[[ Listed records, beginning ]]

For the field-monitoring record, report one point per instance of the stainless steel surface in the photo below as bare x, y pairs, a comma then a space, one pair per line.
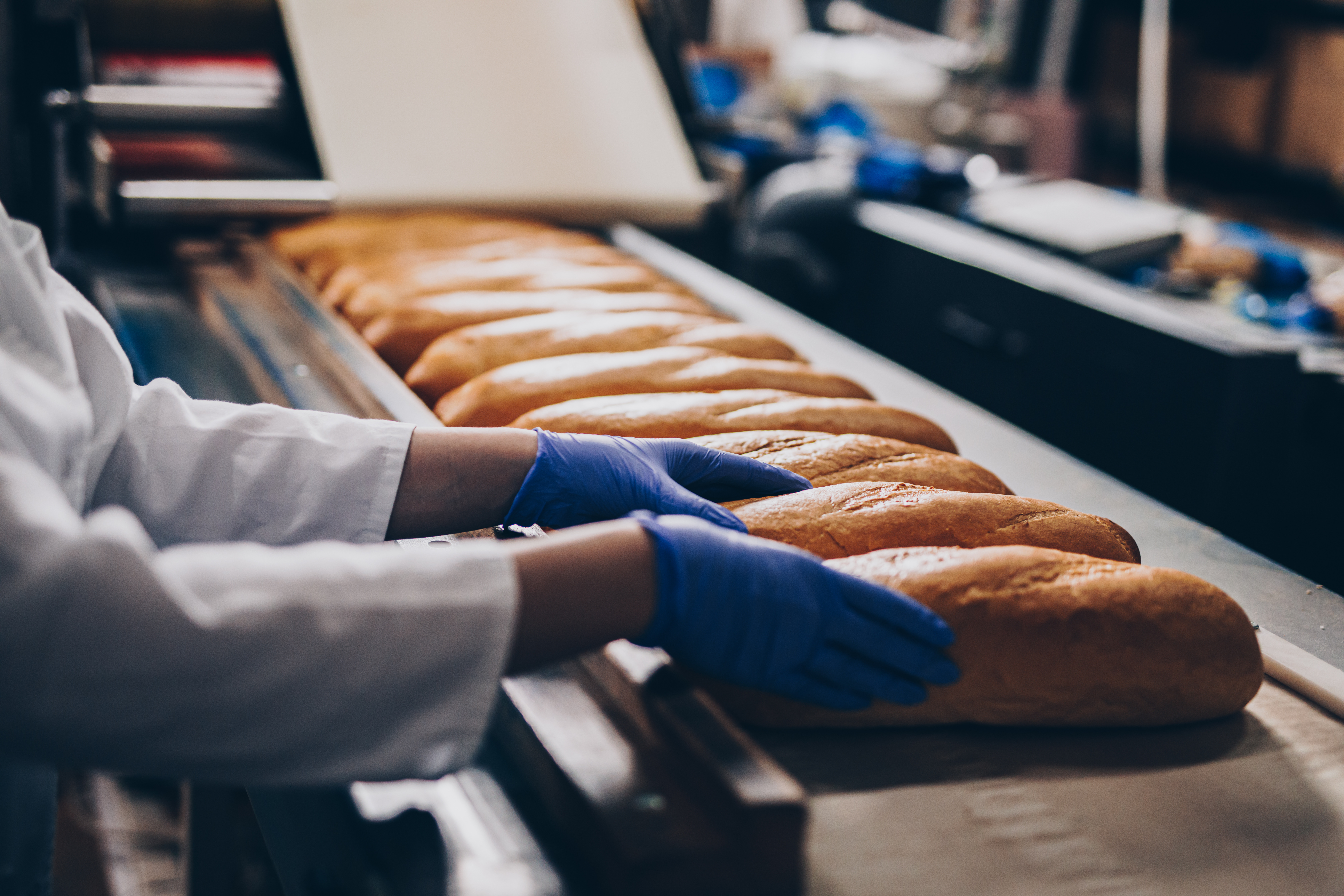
151, 201
491, 852
182, 105
1242, 807
369, 369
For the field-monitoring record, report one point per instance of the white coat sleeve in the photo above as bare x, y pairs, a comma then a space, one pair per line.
320, 663
195, 471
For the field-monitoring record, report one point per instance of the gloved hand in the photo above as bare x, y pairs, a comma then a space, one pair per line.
768, 616
585, 479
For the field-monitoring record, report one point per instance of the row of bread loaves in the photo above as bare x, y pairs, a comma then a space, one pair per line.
509, 322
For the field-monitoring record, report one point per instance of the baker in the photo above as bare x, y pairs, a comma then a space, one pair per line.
205, 590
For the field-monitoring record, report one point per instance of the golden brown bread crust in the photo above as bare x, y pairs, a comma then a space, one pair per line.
1052, 639
413, 264
353, 236
857, 518
404, 332
824, 459
689, 414
526, 275
471, 351
502, 396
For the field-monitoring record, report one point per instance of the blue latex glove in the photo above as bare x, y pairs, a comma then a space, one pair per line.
585, 479
767, 616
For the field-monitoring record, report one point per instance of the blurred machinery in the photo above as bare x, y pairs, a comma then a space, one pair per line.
155, 140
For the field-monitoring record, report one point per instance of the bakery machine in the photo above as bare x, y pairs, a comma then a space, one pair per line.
613, 774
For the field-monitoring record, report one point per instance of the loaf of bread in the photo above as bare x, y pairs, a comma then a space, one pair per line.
402, 334
499, 397
689, 414
857, 518
463, 354
338, 240
529, 275
1052, 639
415, 264
824, 459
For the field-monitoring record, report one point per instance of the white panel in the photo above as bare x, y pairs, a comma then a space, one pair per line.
550, 105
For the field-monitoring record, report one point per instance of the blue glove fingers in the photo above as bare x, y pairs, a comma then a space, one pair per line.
799, 686
675, 500
850, 672
721, 476
897, 609
884, 647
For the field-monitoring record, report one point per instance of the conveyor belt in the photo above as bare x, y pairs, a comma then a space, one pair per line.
1246, 805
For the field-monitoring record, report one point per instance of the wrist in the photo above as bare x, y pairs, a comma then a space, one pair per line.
667, 593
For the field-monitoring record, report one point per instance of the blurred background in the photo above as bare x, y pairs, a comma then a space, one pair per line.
1116, 224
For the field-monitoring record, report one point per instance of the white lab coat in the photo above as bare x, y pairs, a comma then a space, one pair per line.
187, 588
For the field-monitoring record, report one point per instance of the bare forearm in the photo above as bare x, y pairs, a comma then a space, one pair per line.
458, 480
581, 589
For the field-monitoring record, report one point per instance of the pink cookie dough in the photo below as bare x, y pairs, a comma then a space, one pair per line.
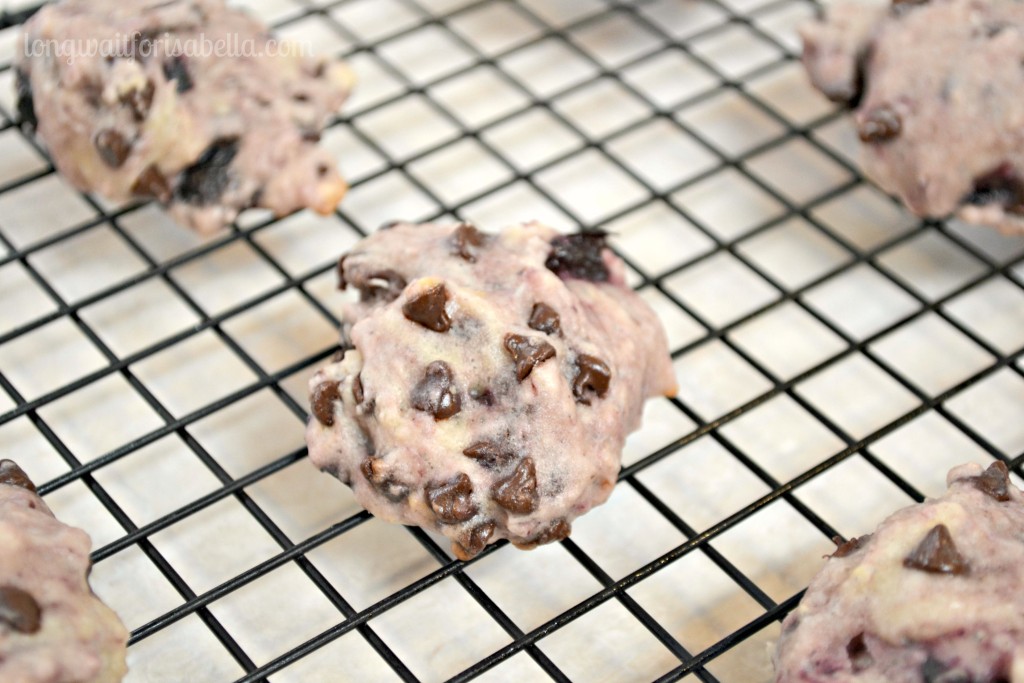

[[ Listed records, end ]]

### Your objective
Exact copies of the entries above are needed, with every picture removed.

### Problem solution
For the field-monitoring record, report one point per instance of the stainless steel surface in the photo below as bare x, y pairs, a comma then a space, one pair per line.
151, 201
491, 852
182, 105
1242, 807
369, 369
For the field-monitoring record, report one point per instance of the white coat sleeve in the photo above as bare x, y pairs, a comma then a space, one pair per line.
320, 663
195, 471
For the field-monitoring record, report one point per instance of the gloved hand in the photo above as bare x, y pairs, a comma then a space, one pair per line.
768, 616
585, 479
For the field-monitoring record, report one point per instance of the row of bread loaves in the photo above as bare x, y pairs, a comma then a space, one pair per line.
509, 322
For the field-monitoring record, report one point per instance of the baker in the photo above as bare x, y pairs, a comma then a space, one pair per line.
205, 590
For the field-monitoring record, report one point per instance of the golden brown bread crust in the photo above as bare x, y pairs, a comma then a space, one pair per line.
1052, 639
413, 264
353, 236
857, 518
404, 332
824, 459
689, 414
526, 275
471, 351
502, 396
For the field-monitoring record, report one point per instance of the blue latex glove in the photo above as bare x, y pairs, a comma then a space, one pair per line.
585, 479
767, 616
For the field-monitoring record, report one point per instance of the blurred machinery in the photo above as bare x, y pairs, a comma then a space, one pair per line.
155, 140
For the field-monitoring record, report one point per instance of the bakery machine in the photo above as bare x, y pairs, a comma then a space, one pair per line.
613, 774
For the field-monitoring record, report one point per instance of the loaf of bread in the photo above as bare x, y pairs, a comma then a space, one pair per line.
402, 334
499, 397
689, 414
857, 518
463, 354
338, 240
529, 275
1052, 639
415, 264
824, 459
For the field-monitoring record, report one point per instance of the white panel in the photo above as bare x, y pairs, a comma then a space, one pair per line.
550, 105
For the field-monitoring record, report one point per instance of the blue glove fingers in the photo above as bare x, y pairs, a comma then a space, one pair per line.
799, 686
675, 500
850, 672
721, 476
897, 609
884, 647
For the field-monitoring record, report one point per instance of the conveyor belt in the photo above as bare x, y pairs, a comma then a space, one pair per line.
1246, 805
For the field-monitoring record, report one point per instance of the wrist in the photo above as bare x, y pairs, a comma then a space, one pair per line.
667, 593
For the field-monitoring record, report one point per instance of the blurred background in the photo above as bare x, y pairs, a comma then a space, one pair per line.
1116, 224
For the field-monitoring record, report one point per instance of the white lab coat in the photo above as bare x, y pairs, a comma then a space, one pair per line.
187, 588
For the field-monitoring record, report one point per instance of the bare forearm in the photo above as bare x, y pairs, a comma then a space, one pair per line.
458, 480
581, 589
For the field-monitoring record, report one point per instance of the pink cookie dough in the photo below as bare x, y pairs, a comma then a space, one pair per line.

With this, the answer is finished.